Data for analysis
:::::

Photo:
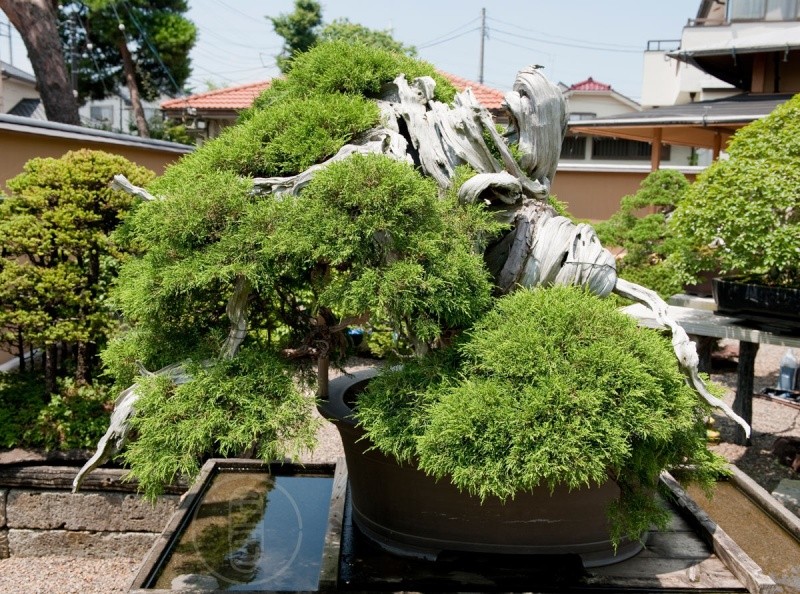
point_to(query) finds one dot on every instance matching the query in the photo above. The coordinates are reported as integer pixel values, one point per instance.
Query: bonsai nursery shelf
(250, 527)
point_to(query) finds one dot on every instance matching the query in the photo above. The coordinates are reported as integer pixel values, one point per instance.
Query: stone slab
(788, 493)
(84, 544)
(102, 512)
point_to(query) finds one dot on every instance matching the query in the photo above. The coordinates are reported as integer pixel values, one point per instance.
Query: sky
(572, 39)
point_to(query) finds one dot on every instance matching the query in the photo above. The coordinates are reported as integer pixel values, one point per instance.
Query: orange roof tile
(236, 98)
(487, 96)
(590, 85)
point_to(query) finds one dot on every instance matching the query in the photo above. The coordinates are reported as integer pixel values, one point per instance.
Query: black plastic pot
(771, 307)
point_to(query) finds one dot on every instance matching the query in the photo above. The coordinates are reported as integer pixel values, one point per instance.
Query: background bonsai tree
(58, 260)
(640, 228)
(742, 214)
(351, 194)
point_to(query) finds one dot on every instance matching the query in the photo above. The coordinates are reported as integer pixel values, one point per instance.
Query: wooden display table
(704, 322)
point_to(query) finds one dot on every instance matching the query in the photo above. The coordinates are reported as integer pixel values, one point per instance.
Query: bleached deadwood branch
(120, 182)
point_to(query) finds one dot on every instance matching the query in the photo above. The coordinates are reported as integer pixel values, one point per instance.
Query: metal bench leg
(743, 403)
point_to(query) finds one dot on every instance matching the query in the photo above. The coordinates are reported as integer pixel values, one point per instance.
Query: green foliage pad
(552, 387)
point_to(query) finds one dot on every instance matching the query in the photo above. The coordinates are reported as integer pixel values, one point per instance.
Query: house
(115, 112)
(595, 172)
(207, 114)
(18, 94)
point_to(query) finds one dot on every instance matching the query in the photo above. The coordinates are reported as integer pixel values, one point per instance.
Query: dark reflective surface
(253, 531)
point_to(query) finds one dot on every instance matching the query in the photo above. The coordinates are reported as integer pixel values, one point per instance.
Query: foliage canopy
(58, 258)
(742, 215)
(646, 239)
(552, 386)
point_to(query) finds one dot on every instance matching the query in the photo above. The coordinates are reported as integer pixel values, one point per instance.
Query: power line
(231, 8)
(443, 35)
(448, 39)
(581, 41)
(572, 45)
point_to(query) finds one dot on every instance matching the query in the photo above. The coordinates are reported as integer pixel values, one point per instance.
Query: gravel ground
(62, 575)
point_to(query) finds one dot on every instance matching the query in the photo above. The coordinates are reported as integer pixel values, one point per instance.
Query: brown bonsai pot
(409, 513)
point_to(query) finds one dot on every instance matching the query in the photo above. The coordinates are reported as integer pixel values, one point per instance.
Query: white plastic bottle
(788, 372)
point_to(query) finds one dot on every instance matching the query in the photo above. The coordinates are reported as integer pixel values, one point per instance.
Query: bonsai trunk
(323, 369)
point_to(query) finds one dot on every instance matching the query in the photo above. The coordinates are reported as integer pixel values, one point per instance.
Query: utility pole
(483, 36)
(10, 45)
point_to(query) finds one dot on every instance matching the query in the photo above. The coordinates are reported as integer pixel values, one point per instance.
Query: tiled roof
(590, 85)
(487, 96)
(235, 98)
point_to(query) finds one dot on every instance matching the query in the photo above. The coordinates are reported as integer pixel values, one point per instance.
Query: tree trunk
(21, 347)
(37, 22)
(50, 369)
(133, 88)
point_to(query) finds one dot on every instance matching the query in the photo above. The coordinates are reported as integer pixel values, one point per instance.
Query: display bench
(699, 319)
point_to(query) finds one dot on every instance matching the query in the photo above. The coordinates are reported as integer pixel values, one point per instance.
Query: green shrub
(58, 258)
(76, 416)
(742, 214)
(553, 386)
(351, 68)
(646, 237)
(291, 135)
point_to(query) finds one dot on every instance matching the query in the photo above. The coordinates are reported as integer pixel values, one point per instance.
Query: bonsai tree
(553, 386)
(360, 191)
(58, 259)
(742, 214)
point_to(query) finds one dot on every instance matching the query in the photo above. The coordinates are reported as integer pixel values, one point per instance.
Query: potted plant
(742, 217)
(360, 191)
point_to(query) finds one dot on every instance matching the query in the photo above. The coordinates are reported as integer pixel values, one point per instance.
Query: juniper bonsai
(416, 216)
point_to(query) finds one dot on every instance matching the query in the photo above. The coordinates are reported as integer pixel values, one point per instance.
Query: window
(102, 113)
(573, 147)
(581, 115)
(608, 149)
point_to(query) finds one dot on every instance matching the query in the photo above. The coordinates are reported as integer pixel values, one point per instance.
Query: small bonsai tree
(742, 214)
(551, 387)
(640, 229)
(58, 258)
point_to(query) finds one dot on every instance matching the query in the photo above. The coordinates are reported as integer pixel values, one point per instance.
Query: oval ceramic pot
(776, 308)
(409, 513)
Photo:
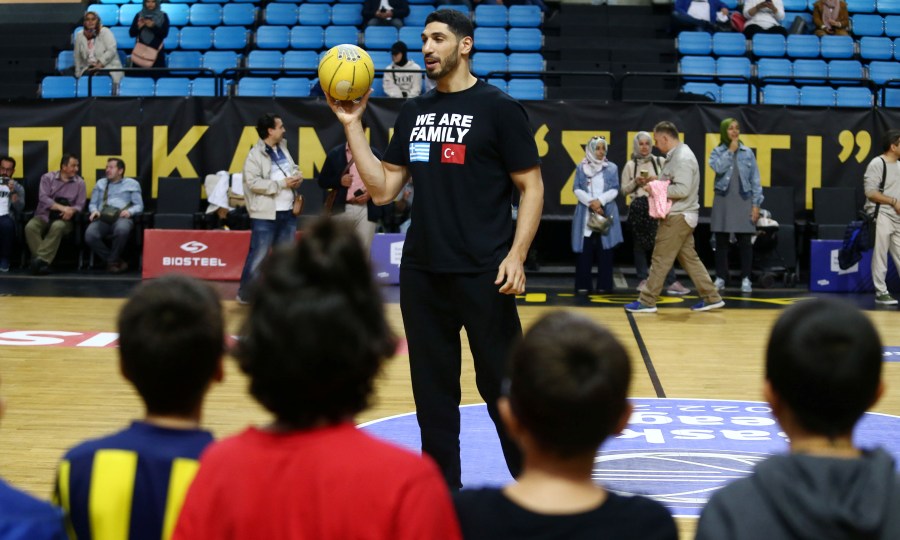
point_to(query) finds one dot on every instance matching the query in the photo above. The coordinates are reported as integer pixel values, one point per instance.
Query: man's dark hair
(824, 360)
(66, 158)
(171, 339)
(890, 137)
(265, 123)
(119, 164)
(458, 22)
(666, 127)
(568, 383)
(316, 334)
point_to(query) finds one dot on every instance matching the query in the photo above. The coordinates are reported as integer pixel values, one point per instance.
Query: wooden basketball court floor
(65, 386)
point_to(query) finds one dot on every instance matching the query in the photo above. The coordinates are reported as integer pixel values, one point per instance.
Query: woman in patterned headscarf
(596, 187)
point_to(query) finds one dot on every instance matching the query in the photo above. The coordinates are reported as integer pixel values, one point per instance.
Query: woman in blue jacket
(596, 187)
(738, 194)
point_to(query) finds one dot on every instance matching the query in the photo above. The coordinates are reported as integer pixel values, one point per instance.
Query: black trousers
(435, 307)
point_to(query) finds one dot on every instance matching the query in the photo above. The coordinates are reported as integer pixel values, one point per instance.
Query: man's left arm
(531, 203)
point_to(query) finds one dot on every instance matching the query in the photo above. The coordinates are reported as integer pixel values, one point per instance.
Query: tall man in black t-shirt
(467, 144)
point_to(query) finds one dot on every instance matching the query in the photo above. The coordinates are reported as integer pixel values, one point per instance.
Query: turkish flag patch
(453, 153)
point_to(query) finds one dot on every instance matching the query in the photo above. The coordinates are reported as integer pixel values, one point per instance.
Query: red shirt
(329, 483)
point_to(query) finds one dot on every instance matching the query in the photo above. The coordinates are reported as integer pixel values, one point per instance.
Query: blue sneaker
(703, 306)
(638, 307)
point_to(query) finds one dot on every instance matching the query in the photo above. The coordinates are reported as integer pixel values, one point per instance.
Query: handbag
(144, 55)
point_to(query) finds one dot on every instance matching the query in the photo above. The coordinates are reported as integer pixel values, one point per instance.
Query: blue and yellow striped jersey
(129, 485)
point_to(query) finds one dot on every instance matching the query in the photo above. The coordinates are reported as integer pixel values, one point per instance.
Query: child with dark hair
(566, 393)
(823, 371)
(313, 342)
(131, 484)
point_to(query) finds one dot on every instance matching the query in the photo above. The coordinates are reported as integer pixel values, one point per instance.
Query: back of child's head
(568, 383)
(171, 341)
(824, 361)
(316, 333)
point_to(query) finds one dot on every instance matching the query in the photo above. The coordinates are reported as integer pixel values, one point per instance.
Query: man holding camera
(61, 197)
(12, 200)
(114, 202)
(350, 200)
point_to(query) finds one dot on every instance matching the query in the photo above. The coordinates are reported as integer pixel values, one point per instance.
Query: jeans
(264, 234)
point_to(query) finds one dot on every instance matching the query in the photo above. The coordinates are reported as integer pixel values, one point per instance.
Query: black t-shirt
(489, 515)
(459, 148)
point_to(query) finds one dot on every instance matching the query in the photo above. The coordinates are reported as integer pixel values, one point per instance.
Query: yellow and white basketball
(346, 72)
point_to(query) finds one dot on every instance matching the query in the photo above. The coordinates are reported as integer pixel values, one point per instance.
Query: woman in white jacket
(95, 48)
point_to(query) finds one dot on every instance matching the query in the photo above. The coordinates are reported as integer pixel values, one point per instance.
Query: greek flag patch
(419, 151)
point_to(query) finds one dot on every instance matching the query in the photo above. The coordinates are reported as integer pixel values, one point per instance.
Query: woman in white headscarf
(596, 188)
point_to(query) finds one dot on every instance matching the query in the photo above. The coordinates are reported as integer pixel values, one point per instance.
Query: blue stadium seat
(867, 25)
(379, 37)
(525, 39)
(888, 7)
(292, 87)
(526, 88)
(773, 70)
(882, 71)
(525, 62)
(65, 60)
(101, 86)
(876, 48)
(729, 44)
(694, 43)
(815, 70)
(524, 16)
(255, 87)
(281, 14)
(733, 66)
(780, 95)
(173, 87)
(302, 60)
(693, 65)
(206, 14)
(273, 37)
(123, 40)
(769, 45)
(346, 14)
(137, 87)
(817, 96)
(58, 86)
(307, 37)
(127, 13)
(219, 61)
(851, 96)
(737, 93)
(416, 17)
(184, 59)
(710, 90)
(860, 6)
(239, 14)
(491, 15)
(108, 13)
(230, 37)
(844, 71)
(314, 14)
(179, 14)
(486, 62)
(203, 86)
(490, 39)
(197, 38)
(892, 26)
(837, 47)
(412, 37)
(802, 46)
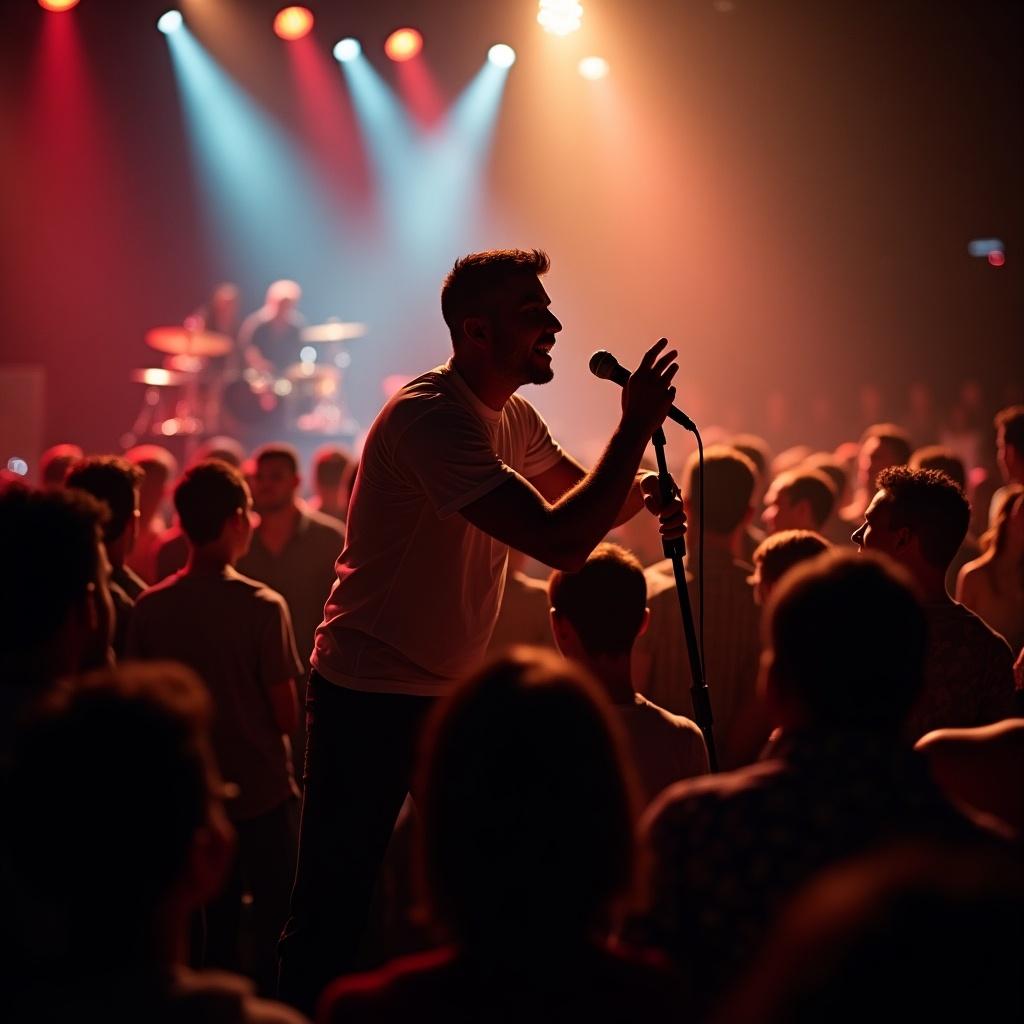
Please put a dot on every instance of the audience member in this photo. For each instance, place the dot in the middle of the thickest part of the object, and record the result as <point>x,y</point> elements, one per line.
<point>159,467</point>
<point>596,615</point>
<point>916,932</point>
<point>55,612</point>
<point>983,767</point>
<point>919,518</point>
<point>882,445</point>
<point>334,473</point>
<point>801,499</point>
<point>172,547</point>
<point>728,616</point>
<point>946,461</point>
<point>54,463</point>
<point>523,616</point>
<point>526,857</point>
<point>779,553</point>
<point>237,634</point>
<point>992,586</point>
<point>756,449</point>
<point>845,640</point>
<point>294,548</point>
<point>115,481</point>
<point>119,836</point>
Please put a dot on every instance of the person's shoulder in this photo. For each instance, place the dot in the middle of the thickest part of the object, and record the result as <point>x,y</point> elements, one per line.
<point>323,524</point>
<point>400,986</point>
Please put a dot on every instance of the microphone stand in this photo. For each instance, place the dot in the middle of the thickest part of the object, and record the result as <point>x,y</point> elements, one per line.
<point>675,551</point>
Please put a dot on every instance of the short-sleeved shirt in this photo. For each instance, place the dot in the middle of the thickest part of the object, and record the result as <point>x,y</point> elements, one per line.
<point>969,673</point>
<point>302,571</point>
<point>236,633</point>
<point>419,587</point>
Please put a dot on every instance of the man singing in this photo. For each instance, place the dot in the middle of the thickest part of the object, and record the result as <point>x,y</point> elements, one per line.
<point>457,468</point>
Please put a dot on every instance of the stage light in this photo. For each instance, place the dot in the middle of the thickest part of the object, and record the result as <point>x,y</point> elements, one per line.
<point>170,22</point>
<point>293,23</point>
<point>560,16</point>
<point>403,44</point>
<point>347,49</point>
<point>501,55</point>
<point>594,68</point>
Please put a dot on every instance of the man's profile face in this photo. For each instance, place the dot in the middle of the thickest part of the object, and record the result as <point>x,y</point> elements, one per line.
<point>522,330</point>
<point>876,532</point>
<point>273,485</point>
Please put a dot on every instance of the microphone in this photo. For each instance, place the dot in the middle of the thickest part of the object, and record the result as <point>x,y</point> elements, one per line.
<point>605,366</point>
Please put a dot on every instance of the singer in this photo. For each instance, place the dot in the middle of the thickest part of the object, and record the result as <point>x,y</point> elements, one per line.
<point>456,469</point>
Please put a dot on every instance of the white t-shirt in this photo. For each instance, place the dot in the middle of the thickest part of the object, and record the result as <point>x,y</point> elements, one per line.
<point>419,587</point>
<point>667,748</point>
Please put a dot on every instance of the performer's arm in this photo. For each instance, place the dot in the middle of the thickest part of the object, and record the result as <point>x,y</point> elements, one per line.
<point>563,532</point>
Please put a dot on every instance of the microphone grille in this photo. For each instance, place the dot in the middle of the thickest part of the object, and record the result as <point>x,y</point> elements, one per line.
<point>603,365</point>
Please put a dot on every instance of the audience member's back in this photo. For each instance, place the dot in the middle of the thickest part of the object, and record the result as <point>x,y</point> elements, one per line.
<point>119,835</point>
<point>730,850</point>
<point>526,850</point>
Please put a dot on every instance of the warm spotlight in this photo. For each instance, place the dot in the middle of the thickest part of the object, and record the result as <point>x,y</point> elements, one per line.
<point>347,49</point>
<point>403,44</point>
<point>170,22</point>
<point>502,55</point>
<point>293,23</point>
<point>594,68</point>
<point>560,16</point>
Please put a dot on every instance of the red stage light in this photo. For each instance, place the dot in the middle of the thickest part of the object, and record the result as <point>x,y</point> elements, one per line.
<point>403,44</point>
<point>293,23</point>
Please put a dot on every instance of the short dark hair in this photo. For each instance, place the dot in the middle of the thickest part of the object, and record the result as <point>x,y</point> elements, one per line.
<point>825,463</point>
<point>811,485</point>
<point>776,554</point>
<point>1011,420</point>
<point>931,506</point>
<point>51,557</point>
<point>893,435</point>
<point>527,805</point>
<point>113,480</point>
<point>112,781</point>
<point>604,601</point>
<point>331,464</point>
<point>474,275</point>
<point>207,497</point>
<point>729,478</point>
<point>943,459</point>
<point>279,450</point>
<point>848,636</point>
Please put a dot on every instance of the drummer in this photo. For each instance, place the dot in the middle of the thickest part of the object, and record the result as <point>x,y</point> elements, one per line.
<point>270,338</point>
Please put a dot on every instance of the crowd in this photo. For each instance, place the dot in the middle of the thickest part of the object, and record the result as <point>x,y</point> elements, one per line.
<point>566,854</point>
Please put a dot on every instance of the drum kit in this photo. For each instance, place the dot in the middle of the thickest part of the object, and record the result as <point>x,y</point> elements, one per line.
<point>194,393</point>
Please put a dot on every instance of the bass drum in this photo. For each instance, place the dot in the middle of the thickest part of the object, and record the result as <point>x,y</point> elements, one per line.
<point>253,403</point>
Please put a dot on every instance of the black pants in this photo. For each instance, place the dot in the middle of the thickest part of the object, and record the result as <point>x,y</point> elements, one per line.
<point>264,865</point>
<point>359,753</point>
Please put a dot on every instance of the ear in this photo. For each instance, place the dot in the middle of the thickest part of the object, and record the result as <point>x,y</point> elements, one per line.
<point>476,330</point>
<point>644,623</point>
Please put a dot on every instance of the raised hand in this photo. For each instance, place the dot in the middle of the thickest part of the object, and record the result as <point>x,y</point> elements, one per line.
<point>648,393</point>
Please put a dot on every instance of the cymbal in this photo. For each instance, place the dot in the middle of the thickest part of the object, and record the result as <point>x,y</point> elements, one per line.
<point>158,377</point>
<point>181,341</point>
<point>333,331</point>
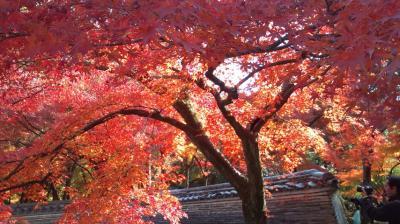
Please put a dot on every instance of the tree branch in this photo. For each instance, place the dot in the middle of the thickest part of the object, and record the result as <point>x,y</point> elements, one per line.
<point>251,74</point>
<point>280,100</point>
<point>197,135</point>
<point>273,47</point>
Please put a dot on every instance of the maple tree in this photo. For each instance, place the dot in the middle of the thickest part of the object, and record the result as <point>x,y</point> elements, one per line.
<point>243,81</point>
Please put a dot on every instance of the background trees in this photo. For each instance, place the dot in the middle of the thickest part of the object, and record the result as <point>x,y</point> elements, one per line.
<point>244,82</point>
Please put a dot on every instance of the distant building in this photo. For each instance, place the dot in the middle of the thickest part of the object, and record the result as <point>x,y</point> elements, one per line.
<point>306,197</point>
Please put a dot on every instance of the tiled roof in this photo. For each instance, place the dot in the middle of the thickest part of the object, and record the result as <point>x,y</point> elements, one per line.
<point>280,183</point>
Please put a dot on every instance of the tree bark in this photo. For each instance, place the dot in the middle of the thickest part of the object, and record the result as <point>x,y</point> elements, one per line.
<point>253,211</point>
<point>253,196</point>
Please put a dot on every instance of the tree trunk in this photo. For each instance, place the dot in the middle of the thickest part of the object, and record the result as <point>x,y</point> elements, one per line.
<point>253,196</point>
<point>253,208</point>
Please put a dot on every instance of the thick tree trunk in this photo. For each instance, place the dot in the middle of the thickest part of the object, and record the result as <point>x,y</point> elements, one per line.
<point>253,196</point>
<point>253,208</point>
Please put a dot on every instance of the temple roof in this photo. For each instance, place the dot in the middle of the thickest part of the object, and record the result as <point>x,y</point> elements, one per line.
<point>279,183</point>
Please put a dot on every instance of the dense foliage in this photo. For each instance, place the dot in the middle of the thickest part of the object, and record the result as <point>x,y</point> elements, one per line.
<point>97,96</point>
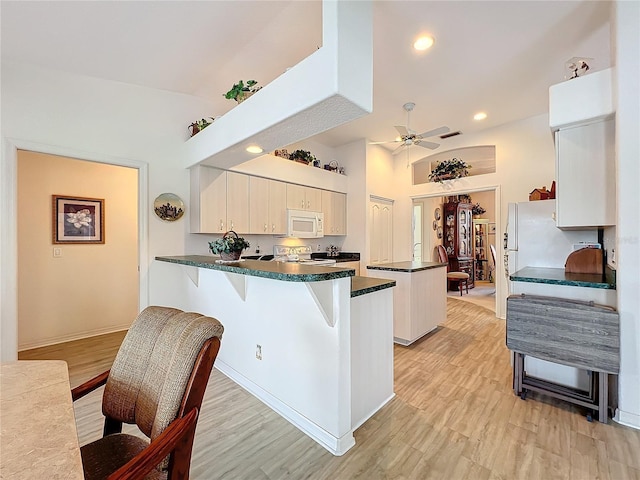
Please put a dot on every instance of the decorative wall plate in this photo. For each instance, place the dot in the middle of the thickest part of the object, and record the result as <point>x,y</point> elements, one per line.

:::::

Aim of the task
Write out exactly the lines from the one containing "Please put a dot on every instance of the dense" through the end of the entries, both included. Pictures are not copied.

Response
Please put a dot on every instance of the dense foliage in this photo. For each instance, place the dot in the middle of the thickest part of the object, and record the result as <point>x,y</point> elements, one per line.
<point>97,96</point>
Please put a dot on every instance of the decorative wall plate in this photo. For each instance, place the dot in the middle of the thickest part of the object, and record the result as <point>x,y</point> elements, one per line.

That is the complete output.